• [What is asked] Convert these lines into a JSON list of strings, one string per line, leaving out any blank lines.

• [Data for this task]
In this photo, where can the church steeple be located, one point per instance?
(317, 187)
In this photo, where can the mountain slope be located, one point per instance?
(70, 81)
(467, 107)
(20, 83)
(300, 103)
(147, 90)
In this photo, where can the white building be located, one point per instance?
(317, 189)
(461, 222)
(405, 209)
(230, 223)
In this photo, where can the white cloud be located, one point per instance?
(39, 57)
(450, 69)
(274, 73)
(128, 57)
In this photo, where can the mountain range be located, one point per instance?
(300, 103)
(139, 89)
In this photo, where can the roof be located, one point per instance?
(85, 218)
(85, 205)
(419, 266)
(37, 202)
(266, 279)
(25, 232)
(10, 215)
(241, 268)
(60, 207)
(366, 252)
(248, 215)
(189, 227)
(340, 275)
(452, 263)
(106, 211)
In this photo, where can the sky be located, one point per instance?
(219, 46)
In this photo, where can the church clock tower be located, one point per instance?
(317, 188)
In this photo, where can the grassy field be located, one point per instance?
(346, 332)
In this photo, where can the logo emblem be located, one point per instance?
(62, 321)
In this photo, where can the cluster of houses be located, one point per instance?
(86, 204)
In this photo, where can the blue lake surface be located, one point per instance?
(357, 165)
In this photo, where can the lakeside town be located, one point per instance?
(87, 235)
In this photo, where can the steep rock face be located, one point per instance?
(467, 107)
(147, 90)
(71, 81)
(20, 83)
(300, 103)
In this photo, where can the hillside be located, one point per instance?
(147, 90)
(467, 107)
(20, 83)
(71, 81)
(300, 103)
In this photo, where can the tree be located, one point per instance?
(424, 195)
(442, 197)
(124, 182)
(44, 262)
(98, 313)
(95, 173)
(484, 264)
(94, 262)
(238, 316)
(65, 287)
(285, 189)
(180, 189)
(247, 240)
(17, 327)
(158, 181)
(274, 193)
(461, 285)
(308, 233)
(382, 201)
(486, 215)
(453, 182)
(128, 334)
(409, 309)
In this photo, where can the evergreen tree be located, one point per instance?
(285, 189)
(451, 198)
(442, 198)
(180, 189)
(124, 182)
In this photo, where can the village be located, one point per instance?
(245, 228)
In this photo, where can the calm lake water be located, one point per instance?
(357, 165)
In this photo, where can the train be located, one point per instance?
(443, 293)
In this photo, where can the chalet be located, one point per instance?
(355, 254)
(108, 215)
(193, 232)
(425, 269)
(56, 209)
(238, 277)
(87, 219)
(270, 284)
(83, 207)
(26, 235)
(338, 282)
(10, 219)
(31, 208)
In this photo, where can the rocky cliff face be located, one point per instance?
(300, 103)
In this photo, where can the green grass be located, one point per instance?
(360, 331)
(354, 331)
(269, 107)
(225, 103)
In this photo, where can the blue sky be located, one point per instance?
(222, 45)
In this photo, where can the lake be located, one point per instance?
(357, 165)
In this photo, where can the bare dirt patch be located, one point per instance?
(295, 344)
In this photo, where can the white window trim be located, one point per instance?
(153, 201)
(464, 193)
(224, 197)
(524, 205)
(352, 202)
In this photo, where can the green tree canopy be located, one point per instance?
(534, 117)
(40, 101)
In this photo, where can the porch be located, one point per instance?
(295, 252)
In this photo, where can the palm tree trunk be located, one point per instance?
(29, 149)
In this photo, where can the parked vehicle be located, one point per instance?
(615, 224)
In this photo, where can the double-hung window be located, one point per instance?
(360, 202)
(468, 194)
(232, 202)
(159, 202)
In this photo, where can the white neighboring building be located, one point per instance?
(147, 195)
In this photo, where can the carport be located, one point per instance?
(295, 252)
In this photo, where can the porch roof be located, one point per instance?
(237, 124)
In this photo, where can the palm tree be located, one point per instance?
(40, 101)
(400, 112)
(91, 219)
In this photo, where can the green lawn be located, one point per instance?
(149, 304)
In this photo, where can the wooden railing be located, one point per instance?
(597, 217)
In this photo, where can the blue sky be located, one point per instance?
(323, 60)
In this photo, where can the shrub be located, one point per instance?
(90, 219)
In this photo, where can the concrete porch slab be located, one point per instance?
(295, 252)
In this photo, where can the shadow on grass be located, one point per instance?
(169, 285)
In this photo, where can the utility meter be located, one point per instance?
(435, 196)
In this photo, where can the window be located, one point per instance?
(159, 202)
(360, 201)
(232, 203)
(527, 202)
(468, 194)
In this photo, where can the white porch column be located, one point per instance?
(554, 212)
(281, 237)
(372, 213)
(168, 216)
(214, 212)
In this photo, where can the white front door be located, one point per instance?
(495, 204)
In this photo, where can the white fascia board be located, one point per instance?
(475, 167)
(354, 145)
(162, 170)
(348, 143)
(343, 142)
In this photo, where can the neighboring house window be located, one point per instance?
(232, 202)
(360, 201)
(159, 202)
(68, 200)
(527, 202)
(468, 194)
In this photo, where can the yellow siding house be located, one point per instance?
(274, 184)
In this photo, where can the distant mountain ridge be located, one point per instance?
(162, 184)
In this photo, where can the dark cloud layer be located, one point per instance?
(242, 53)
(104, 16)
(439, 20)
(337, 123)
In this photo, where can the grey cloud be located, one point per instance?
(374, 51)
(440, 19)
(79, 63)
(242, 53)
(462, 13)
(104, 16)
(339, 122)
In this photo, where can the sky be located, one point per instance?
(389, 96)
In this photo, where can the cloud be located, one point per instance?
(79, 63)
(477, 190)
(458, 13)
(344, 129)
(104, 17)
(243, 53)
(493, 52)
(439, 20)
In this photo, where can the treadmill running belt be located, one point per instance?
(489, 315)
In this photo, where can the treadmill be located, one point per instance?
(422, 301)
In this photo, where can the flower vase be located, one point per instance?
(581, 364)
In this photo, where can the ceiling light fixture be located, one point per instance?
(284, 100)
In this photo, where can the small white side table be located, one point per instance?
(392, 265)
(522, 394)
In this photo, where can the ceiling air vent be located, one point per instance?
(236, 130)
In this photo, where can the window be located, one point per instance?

• [Answer for this exercise]
[
  "In this photo, where can the church steeple be located, one point per instance?",
  "(317, 187)",
  "In this photo, where can the mountain slope be located, one point per instance?",
  "(70, 81)",
  "(467, 107)",
  "(20, 83)",
  "(300, 103)",
  "(147, 90)",
  "In this photo, where can the white building be located, one point per instance?",
  "(317, 189)",
  "(461, 222)",
  "(405, 209)",
  "(230, 223)",
  "In this photo, where can the white cloud be located, one point per instance?",
  "(39, 57)",
  "(450, 69)",
  "(274, 73)",
  "(128, 57)",
  "In this photo, where can the mountain range be located, one point per instance?",
  "(300, 103)",
  "(139, 89)",
  "In this photo, where can the roof be located, one point per instance?",
  "(85, 218)",
  "(85, 205)",
  "(419, 266)",
  "(37, 202)",
  "(266, 279)",
  "(25, 232)",
  "(10, 215)",
  "(241, 268)",
  "(60, 207)",
  "(366, 252)",
  "(248, 215)",
  "(189, 227)",
  "(340, 275)",
  "(452, 263)",
  "(106, 211)",
  "In this photo, where can the sky be located, one point per instance?",
  "(219, 46)",
  "In this photo, where can the church clock tower be located, one point per instance?",
  "(317, 188)",
  "In this photo, where can the grassy field be located, one point per instance?",
  "(346, 332)",
  "In this photo, where can the logo emblem be located, one point per instance?",
  "(62, 321)",
  "In this photo, where can the cluster of houses be located, one point per instance?",
  "(86, 204)",
  "In this photo, where can the blue lake surface be located, one point per instance?",
  "(357, 165)",
  "In this photo, where can the lakeside town be located, one point per instance?",
  "(87, 235)",
  "In this photo, where can the steep rock face be located, one point per instance?",
  "(467, 107)",
  "(147, 90)",
  "(71, 81)",
  "(20, 83)",
  "(300, 103)",
  "In this photo, where can the hillside be located, one point per instance?",
  "(147, 90)",
  "(467, 107)",
  "(20, 83)",
  "(71, 81)",
  "(300, 103)",
  "In this photo, where can the tree be located, one point per instance?",
  "(424, 195)",
  "(442, 197)",
  "(124, 182)",
  "(44, 262)",
  "(98, 313)",
  "(95, 173)",
  "(484, 264)",
  "(94, 262)",
  "(238, 316)",
  "(65, 287)",
  "(285, 189)",
  "(180, 189)",
  "(247, 240)",
  "(17, 327)",
  "(158, 181)",
  "(274, 193)",
  "(461, 285)",
  "(308, 233)",
  "(382, 201)",
  "(486, 215)",
  "(453, 182)",
  "(128, 334)",
  "(409, 309)",
  "In this photo, where can the evergreen tree be located, one point per instance?",
  "(285, 189)",
  "(451, 198)",
  "(442, 198)",
  "(180, 189)",
  "(124, 182)",
  "In this photo, where can the village be located, one point per instance?",
  "(245, 228)",
  "In this photo, where can the calm lake water be located, one point per instance?",
  "(357, 165)",
  "In this photo, where can the train be located, one point per instance?",
  "(443, 293)",
  "In this photo, where can the chalet be located, one point per instance?",
  "(355, 254)",
  "(108, 215)",
  "(193, 232)",
  "(425, 269)",
  "(56, 209)",
  "(238, 277)",
  "(87, 219)",
  "(270, 284)",
  "(83, 207)",
  "(26, 235)",
  "(338, 282)",
  "(10, 219)",
  "(31, 208)",
  "In this photo, where can the rocky cliff face be located, one point per instance?",
  "(300, 103)",
  "In this photo, where can the green grass be located, one point per instance?",
  "(360, 331)",
  "(354, 331)",
  "(269, 107)",
  "(225, 103)",
  "In this photo, where can the blue sky be located, one point per instance?",
  "(222, 45)",
  "In this photo, where can the lake be located, one point per instance?",
  "(357, 165)",
  "In this photo, where can the bare dirt patch be located, one point per instance?",
  "(295, 344)",
  "In this photo, where can the white window trim be located, one point per instance?",
  "(153, 201)",
  "(464, 193)",
  "(224, 197)",
  "(524, 205)",
  "(352, 202)",
  "In this photo, where can the green tree canopy be located, one point per instance?",
  "(534, 117)",
  "(40, 101)",
  "In this photo, where can the porch be located, one point per instance?",
  "(295, 252)",
  "In this photo, where can the palm tree trunk be located, one point per instance?",
  "(29, 149)",
  "In this photo, where can the parked vehicle be located, one point per instance?",
  "(615, 224)",
  "In this photo, where can the double-hung window be located, one point per instance?",
  "(360, 202)",
  "(468, 194)",
  "(232, 202)",
  "(159, 202)",
  "In this photo, where can the white neighboring building be located, one point per instance?",
  "(147, 195)",
  "In this photo, where can the carport be located, one point per instance?",
  "(295, 252)",
  "In this photo, where can the porch roof be located, one point per instance?",
  "(237, 124)",
  "In this photo, where can the palm tree be located, one point per instance?",
  "(40, 101)",
  "(400, 112)",
  "(91, 219)",
  "In this photo, where can the green lawn be located, one point per instance?",
  "(149, 304)",
  "In this photo, where can the wooden railing be located, one point per instance?",
  "(597, 217)",
  "In this photo, where can the blue sky be located, one point per instance?",
  "(323, 60)",
  "In this photo, where can the shrub be located, one point per instance?",
  "(90, 219)",
  "In this photo, where can the concrete porch slab be located, one point per instance?",
  "(295, 252)",
  "In this photo, where can the shadow on grass be located, one point per instance?",
  "(169, 285)",
  "In this photo, where can the utility meter be located, one point per instance?",
  "(435, 196)",
  "In this photo, where can the window be located, one point per instance?",
  "(159, 202)",
  "(360, 201)",
  "(232, 203)",
  "(527, 202)",
  "(468, 194)",
  "In this photo, where can the white porch column be located, one point per instance?",
  "(554, 212)",
  "(281, 237)",
  "(372, 213)",
  "(168, 216)",
  "(214, 212)",
  "In this photo, where can the white front door be located, one point per instance?",
  "(495, 204)",
  "In this photo, where can the white fascia board be located, one point per instance?",
  "(475, 167)",
  "(354, 145)",
  "(162, 170)",
  "(348, 143)",
  "(343, 142)",
  "In this photo, where can the neighboring house window be located, one point per instance?",
  "(232, 202)",
  "(360, 201)",
  "(159, 202)",
  "(68, 200)",
  "(527, 202)",
  "(468, 194)",
  "In this photo, where can the yellow siding house be located, one point per instance?",
  "(274, 184)",
  "In this photo, where can the distant mountain ridge be located, one point per instance?",
  "(162, 184)",
  "In this photo, where can the dark cloud layer be located, one point per instance?",
  "(242, 53)",
  "(104, 16)",
  "(439, 20)",
  "(337, 123)",
  "In this photo, where can the grey cloud be located, one point per instance?",
  "(374, 51)",
  "(440, 19)",
  "(79, 63)",
  "(242, 53)",
  "(462, 13)",
  "(104, 16)",
  "(339, 122)",
  "In this photo, where can the sky be located, one point per instance?",
  "(389, 96)",
  "In this photo, where can the cloud be located, one point per instance?",
  "(79, 63)",
  "(477, 190)",
  "(458, 13)",
  "(344, 129)",
  "(104, 17)",
  "(243, 53)",
  "(493, 52)",
  "(439, 20)",
  "In this photo, where can the treadmill running belt be located, one point per instance?",
  "(489, 315)",
  "In this photo, where can the treadmill be located, one point per instance?",
  "(422, 301)",
  "In this photo, where can the flower vase be located, one point per instance?",
  "(581, 364)",
  "In this photo, where can the ceiling light fixture be located, one point per instance?",
  "(284, 100)",
  "In this photo, where can the small white side table be located, one point per instance?",
  "(392, 265)",
  "(522, 394)",
  "In this photo, where can the ceiling air vent be located, one point per instance?",
  "(236, 130)",
  "In this photo, where can the window be located, one point per instance?"
]